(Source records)

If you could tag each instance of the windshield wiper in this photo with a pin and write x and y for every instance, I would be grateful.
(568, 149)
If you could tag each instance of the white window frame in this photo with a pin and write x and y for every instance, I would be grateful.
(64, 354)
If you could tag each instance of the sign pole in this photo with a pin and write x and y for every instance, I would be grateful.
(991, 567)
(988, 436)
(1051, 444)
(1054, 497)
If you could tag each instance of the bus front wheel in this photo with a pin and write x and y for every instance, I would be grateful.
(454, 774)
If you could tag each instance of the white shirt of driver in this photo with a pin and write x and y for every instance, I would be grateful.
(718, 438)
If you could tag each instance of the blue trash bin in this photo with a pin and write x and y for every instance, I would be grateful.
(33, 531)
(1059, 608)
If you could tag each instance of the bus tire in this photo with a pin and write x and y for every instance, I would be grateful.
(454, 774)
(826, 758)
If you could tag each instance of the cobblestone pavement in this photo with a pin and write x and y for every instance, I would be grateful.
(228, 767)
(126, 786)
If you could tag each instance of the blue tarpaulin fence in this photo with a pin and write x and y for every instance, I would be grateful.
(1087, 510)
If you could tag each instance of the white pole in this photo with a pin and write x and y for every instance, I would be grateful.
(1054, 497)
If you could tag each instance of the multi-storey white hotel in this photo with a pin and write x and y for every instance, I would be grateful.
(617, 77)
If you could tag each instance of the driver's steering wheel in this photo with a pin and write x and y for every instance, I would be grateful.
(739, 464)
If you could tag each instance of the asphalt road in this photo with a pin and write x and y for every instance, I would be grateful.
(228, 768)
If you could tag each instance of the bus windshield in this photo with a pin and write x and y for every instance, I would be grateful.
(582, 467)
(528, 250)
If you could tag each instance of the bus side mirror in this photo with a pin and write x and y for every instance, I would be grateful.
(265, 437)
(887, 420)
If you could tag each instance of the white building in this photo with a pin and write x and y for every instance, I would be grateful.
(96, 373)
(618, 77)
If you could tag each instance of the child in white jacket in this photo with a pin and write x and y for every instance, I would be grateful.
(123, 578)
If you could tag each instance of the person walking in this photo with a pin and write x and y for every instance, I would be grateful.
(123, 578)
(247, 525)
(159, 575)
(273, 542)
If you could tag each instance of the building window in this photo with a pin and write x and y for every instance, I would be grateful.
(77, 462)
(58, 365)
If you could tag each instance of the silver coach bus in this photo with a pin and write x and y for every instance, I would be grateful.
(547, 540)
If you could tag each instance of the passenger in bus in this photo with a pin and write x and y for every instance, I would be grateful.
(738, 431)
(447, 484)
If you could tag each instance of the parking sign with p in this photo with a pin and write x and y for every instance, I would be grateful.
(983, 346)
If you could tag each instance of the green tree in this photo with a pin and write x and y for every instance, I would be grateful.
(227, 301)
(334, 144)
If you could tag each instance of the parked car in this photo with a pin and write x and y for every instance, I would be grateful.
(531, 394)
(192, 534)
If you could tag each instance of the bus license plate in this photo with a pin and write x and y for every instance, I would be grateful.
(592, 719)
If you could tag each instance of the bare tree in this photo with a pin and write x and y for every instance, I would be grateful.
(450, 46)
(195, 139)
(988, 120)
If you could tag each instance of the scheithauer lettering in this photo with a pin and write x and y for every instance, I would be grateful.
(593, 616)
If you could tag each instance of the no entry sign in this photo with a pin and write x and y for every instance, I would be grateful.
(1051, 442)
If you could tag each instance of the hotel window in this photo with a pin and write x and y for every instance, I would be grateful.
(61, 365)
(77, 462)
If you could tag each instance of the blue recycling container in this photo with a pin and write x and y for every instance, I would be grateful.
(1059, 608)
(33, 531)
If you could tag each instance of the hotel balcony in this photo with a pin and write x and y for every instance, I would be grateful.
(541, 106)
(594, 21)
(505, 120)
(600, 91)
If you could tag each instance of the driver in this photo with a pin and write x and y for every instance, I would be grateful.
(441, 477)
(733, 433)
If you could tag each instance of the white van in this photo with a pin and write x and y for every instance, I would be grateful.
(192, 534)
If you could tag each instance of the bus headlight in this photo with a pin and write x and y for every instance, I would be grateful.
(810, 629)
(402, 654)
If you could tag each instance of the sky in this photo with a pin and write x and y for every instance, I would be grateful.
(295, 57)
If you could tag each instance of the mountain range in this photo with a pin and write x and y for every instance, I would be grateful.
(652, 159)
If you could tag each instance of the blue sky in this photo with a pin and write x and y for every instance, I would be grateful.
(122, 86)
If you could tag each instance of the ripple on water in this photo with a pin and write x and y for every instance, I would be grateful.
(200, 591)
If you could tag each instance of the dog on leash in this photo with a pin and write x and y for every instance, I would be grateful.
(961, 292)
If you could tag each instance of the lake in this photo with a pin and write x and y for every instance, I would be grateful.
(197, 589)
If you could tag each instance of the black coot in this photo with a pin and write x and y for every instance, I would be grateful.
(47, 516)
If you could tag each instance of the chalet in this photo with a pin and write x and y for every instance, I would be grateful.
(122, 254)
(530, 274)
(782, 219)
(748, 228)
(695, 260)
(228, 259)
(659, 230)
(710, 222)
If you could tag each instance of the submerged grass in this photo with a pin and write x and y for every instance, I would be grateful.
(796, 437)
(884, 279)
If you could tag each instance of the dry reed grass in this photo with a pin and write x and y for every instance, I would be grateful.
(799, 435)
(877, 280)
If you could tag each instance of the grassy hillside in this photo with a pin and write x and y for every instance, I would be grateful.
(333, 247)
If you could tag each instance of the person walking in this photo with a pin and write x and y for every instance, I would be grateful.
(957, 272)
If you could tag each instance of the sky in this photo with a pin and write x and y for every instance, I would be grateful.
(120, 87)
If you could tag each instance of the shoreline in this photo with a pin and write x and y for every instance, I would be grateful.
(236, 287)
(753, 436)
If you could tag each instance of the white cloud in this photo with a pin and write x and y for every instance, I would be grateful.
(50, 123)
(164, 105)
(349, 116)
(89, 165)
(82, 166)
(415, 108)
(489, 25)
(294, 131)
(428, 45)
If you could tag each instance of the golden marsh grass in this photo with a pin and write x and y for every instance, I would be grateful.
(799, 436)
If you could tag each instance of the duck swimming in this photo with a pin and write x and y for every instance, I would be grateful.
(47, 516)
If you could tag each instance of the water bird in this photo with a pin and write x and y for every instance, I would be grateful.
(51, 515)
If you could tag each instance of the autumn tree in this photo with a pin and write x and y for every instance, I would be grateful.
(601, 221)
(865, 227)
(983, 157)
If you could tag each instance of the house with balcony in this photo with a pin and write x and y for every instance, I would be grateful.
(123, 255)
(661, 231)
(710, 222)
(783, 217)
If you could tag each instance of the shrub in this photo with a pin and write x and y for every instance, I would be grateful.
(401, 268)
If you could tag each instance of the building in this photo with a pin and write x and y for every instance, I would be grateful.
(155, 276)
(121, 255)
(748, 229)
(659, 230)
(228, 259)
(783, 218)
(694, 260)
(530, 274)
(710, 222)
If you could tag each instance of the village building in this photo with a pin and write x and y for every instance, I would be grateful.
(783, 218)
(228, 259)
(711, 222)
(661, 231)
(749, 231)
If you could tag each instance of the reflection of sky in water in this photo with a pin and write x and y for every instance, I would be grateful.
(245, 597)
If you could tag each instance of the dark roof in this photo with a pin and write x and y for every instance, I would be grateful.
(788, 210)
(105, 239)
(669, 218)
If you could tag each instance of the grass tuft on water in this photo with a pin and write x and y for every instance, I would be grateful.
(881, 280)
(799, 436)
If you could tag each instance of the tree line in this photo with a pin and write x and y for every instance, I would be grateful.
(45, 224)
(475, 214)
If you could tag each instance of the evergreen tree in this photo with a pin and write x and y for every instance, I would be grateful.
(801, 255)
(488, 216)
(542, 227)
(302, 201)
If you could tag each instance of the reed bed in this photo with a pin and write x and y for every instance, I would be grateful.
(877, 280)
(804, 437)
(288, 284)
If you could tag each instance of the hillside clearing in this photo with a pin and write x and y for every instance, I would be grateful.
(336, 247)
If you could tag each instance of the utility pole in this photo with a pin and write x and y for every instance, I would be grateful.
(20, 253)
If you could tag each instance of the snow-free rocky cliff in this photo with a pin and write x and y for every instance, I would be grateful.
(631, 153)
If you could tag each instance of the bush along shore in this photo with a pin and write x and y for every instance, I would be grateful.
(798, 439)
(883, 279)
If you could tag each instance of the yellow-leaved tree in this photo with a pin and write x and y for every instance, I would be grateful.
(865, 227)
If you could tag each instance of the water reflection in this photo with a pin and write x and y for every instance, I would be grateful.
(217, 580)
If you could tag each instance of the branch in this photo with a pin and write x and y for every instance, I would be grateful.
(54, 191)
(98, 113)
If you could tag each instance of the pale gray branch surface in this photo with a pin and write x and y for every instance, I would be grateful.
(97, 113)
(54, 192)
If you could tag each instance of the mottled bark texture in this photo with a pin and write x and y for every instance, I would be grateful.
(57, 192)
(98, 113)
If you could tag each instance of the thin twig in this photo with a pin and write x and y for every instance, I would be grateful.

* Task requirements
From the line containing "If you could tag each instance of the evergreen" down to the final line of the data, write out every line exactly; both the first and last of these belong in your answer, and nothing else does.

* Expected answer
If you could tag each instance of the evergreen tree in this photo with a pin and write x and y for every instance, I would be grateful.
(801, 255)
(488, 216)
(542, 227)
(302, 201)
If you could tag each instance of the reed bed in this photo with a pin and write x and y for every instance, I would be grateful.
(877, 280)
(804, 437)
(288, 284)
If you could tag each instance of the hillside clearing in this photo with a pin and write x and y for every instance, I would be grateful.
(336, 247)
If you could tag each instance of the utility pole in this photo with a pin and write x and y for every instance, I would be grateful.
(20, 253)
If you could tag each instance of the snow-free rocky cliff in this photo with a pin and write x and y for every instance, I would be grateful.
(631, 153)
If you could tag each instance of the bush along shore in this photo with a pin and write x and y for every instance, I would be grateful.
(798, 439)
(883, 279)
If you could tag each instance of the yellow-leaved tree in this photo with a pin and write x and y for every instance, I would be grateful.
(865, 227)
If you could tag each instance of the water reflection in this photo with a pin and write x and y for every instance, I would be grateful.
(217, 580)
If you could tag each instance of the branch in this photo with a pin and write x and y for every instance, I would be grateful.
(54, 191)
(98, 113)
If you could tag each instance of the pale gray branch surface in this photo with a pin and write x and y for every instance, I would be grateful.
(97, 113)
(54, 192)
If you could tag each instance of the mottled bark texture in this photo with a pin and write x and y for every instance, I would be grateful.
(57, 192)
(98, 113)
If you could tag each instance of the thin twig in this photo with a pin and write x and y for every instance, I would be grateful.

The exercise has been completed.